◆ Outline records ◆
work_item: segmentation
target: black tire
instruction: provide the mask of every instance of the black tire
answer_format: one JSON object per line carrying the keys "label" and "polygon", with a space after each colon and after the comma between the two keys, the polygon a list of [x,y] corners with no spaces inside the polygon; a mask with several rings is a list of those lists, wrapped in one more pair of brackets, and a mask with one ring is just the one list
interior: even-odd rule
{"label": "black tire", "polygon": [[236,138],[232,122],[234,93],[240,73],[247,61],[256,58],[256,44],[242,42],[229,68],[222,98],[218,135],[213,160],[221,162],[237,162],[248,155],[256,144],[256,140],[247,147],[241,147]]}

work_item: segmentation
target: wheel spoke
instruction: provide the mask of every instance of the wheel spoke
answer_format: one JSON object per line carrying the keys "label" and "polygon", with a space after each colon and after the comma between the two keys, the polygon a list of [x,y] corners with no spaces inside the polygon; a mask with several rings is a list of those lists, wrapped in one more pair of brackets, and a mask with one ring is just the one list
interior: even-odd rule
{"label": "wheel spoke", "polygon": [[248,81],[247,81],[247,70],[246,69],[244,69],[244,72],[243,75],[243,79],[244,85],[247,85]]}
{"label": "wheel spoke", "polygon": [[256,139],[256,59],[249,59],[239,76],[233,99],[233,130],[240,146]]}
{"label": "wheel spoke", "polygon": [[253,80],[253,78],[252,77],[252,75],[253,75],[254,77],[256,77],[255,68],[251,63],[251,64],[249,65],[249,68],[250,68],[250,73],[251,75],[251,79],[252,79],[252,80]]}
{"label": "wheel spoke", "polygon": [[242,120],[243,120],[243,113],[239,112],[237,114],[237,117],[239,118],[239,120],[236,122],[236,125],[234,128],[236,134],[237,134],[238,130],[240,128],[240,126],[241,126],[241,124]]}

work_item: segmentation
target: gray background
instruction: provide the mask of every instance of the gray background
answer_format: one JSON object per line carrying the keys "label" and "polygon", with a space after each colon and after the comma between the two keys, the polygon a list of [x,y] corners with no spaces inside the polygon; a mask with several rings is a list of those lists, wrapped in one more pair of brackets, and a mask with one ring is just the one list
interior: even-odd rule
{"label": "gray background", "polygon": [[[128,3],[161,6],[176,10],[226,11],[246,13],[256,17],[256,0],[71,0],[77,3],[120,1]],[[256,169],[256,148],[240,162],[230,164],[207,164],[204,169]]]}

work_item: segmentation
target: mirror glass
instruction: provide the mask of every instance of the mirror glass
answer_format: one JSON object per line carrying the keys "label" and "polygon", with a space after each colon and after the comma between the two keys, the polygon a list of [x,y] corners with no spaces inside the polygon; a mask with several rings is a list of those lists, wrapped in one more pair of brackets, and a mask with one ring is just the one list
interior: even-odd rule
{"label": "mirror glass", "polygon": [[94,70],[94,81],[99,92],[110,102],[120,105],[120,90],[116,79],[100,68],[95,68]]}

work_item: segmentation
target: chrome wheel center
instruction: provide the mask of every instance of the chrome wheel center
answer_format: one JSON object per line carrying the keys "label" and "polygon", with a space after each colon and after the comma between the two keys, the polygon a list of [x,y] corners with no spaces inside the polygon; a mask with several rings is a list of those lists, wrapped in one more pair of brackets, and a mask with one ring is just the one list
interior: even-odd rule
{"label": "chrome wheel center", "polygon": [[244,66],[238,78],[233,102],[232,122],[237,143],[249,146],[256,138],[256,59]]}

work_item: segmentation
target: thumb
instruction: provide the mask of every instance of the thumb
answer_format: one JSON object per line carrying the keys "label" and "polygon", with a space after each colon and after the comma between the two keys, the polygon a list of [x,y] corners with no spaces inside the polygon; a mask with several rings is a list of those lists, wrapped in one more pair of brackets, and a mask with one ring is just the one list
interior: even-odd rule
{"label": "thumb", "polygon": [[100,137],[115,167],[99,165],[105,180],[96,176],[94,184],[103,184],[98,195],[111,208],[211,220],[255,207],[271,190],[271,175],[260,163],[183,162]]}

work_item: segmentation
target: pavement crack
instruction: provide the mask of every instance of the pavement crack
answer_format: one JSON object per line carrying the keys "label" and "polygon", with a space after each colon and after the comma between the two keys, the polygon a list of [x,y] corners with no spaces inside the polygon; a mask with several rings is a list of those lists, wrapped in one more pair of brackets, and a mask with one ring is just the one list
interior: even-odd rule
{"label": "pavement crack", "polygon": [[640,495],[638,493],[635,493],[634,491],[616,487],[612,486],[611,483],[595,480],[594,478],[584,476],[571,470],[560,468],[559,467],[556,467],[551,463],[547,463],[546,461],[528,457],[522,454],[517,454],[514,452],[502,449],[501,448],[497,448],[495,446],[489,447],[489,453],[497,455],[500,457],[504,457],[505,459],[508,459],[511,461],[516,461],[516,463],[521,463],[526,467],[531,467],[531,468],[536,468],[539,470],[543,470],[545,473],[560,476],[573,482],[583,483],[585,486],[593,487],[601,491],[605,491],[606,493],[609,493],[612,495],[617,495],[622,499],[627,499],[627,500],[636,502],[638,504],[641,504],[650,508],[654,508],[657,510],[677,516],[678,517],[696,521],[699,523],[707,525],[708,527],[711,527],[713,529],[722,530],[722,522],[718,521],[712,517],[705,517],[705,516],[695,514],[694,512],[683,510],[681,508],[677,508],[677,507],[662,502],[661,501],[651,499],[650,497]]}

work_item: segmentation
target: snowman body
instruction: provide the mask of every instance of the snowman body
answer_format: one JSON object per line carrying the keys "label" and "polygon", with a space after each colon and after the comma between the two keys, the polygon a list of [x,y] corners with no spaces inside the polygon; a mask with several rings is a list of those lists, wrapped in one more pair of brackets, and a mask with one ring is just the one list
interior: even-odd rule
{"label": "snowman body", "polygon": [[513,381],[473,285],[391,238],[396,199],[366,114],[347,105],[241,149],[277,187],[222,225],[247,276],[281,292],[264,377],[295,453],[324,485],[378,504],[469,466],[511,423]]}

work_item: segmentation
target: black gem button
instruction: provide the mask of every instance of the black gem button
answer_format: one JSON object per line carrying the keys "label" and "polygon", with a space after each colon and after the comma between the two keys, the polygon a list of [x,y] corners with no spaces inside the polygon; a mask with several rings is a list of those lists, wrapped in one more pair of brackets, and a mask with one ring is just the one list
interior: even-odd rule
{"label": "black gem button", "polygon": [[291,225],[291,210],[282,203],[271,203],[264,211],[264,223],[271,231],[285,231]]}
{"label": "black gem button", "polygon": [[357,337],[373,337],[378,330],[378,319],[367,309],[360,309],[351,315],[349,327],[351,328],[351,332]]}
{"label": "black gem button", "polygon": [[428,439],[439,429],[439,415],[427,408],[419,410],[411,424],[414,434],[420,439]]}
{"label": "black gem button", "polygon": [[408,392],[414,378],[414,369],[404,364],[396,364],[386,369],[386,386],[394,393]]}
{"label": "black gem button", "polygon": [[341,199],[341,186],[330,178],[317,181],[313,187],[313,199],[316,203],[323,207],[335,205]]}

◆ TASK ◆
Generate an exact reproduction of all entries.

◆ RESULT OF THE EXERCISE ◆
work_item: segmentation
target: black tire
instruction: provide the mask of every instance of the black tire
answer_format: one JSON object per line carrying the keys "label" and "polygon", with a space after each colon and after the comma between the two keys, the polygon a list of [x,y] corners with no spaces inside the polygon; a mask with several rings is a list of those lists, wrapped in one more pair of brackets, and a mask with one ring is just the one list
interior: even-odd rule
{"label": "black tire", "polygon": [[236,138],[232,122],[234,93],[240,73],[247,61],[256,58],[256,44],[242,42],[229,68],[222,98],[218,135],[213,160],[221,162],[237,162],[248,155],[256,144],[256,140],[247,147],[241,147]]}

work_item: segmentation
target: wheel spoke
instruction: provide the mask of every instance of the wheel spoke
answer_format: one JSON object per line carrying the keys "label" and "polygon", with a space after each colon and after the comma between the two keys, the polygon a list of [x,y] corners with no spaces inside the polygon; a mask with several rings is a list of those lists, wrapped in one more pair of brackets, and a mask with one ring is just the one list
interior: even-odd rule
{"label": "wheel spoke", "polygon": [[248,81],[247,81],[247,70],[246,69],[244,69],[244,72],[243,75],[243,79],[244,85],[247,85]]}
{"label": "wheel spoke", "polygon": [[256,139],[256,59],[249,59],[239,76],[233,99],[233,130],[240,146]]}
{"label": "wheel spoke", "polygon": [[253,80],[253,78],[252,77],[252,75],[253,75],[254,77],[256,77],[255,68],[251,63],[251,64],[249,65],[249,68],[250,68],[250,73],[251,75],[251,79],[252,79],[252,80]]}
{"label": "wheel spoke", "polygon": [[242,120],[243,120],[243,113],[239,112],[237,114],[237,117],[239,118],[239,120],[236,122],[236,125],[234,128],[236,134],[237,134],[238,130],[240,128],[240,126],[241,126],[241,124]]}

work_item: segmentation
target: gray background
instruction: provide the mask of every instance of the gray background
answer_format: one JSON object per line carrying the keys "label" and "polygon", with a space after each colon and after the comma between the two keys, the polygon a list of [x,y] corners with no spaces inside the polygon; a mask with several rings is a list of those lists, wrapped in one more pair of brackets, and a mask with one ring is just the one list
interior: even-odd rule
{"label": "gray background", "polygon": [[[128,3],[161,6],[176,10],[226,11],[246,13],[256,17],[256,0],[71,0],[77,3],[120,1]],[[256,169],[256,148],[240,162],[230,164],[207,164],[204,169]]]}

work_item: segmentation
target: mirror glass
instruction: provide the mask of every instance of the mirror glass
answer_format: one JSON object per line carrying the keys "label" and "polygon", with a space after each colon and after the comma between the two keys, the polygon a list of [x,y] corners with no spaces inside the polygon; a mask with several rings is a list of those lists, wrapped in one more pair of brackets, and a mask with one ring is just the one list
interior: even-odd rule
{"label": "mirror glass", "polygon": [[94,70],[94,81],[99,92],[110,102],[120,105],[120,90],[116,79],[100,68],[95,68]]}

work_item: segmentation
target: chrome wheel center
instruction: provide the mask of every instance of the chrome wheel center
answer_format: one JSON object per line carrying the keys "label" and "polygon", with a space after each colon and after the comma between the two keys, the polygon a list of [x,y] corners with no spaces inside the polygon; a mask with several rings is a list of those lists, wrapped in one more pair of brackets, and a mask with one ring is just the one list
interior: even-odd rule
{"label": "chrome wheel center", "polygon": [[244,66],[238,78],[233,102],[232,122],[237,143],[249,146],[256,138],[256,59]]}

work_item: segmentation
target: thumb
instruction: provide the mask of every instance of the thumb
answer_format: one JSON object per line carrying the keys "label" and "polygon", with a space after each colon and after the comma between the two keys, the polygon a list of [x,y] corners with no spaces inside the polygon; a mask with several rings is a list of those lists, wrapped in one more pair of brackets, and a mask with one ring is just the one list
interior: even-odd rule
{"label": "thumb", "polygon": [[100,137],[115,167],[99,165],[105,180],[96,176],[94,184],[103,184],[98,195],[111,208],[211,220],[255,207],[271,190],[271,175],[260,163],[183,162]]}

work_item: segmentation
target: pavement crack
instruction: provide the mask of every instance of the pavement crack
answer_format: one JSON object per line carrying the keys "label" and "polygon", with a space after each colon and after the comma between the two keys, the polygon a list of [x,y] corners with no spaces inside the polygon; a mask with several rings is a list of those lists, wrapped in one more pair of brackets, and a mask with one ring is just the one list
interior: even-odd rule
{"label": "pavement crack", "polygon": [[640,495],[638,493],[635,493],[634,491],[616,487],[612,486],[611,483],[595,480],[594,478],[584,476],[571,470],[560,468],[559,467],[556,467],[551,463],[547,463],[546,461],[528,457],[522,454],[517,454],[514,452],[502,449],[501,448],[497,448],[495,446],[489,447],[489,453],[497,455],[500,457],[504,457],[505,459],[508,459],[511,461],[516,461],[516,463],[521,463],[526,467],[531,467],[531,468],[536,468],[539,470],[543,470],[545,473],[560,476],[573,482],[583,483],[585,486],[593,487],[601,491],[605,491],[606,493],[609,493],[612,495],[617,495],[622,499],[627,499],[627,500],[636,502],[638,504],[641,504],[650,508],[654,508],[657,510],[677,516],[678,517],[696,521],[699,523],[707,525],[708,527],[711,527],[713,529],[722,530],[722,522],[718,521],[712,517],[705,517],[705,516],[695,514],[694,512],[683,510],[681,508],[677,508],[677,507],[662,502],[661,501],[651,499],[650,497]]}

work_item: segmentation
target: snowman body
instruction: provide the mask of every instance of the snowman body
answer_format: one JSON object per line carrying the keys "label" and "polygon", with a space after each colon and after the comma between the two keys, the polygon a list of [x,y] corners with no spaces inside the polygon; a mask with several rings is a list of those lists, wrapped in one more pair of brackets, and a mask with one ring is just the one list
interior: even-odd rule
{"label": "snowman body", "polygon": [[513,381],[473,285],[391,238],[396,199],[366,114],[347,105],[241,149],[277,187],[222,225],[247,276],[281,292],[264,377],[295,453],[324,485],[378,504],[469,466],[511,423]]}

work_item: segmentation
target: black gem button
instruction: provide the mask of every instance of the black gem button
answer_format: one JSON object per line carrying the keys "label" and "polygon", with a space after each colon and after the comma between the two keys, the polygon a list of [x,y] corners with no spaces inside the polygon; a mask with several rings is a list of those lists, wrapped in one more pair of brackets, and a mask with one ring is just the one list
interior: even-odd rule
{"label": "black gem button", "polygon": [[291,225],[291,210],[282,203],[271,203],[264,211],[264,223],[271,231],[285,231]]}
{"label": "black gem button", "polygon": [[357,337],[373,337],[378,330],[378,319],[367,309],[360,309],[351,315],[349,327],[351,328],[351,332]]}
{"label": "black gem button", "polygon": [[428,439],[439,429],[439,415],[427,408],[419,410],[411,424],[414,434],[420,439]]}
{"label": "black gem button", "polygon": [[408,392],[414,378],[414,369],[404,364],[396,364],[386,369],[386,386],[394,393]]}
{"label": "black gem button", "polygon": [[341,199],[341,186],[330,178],[317,181],[313,187],[313,199],[316,203],[323,207],[335,205]]}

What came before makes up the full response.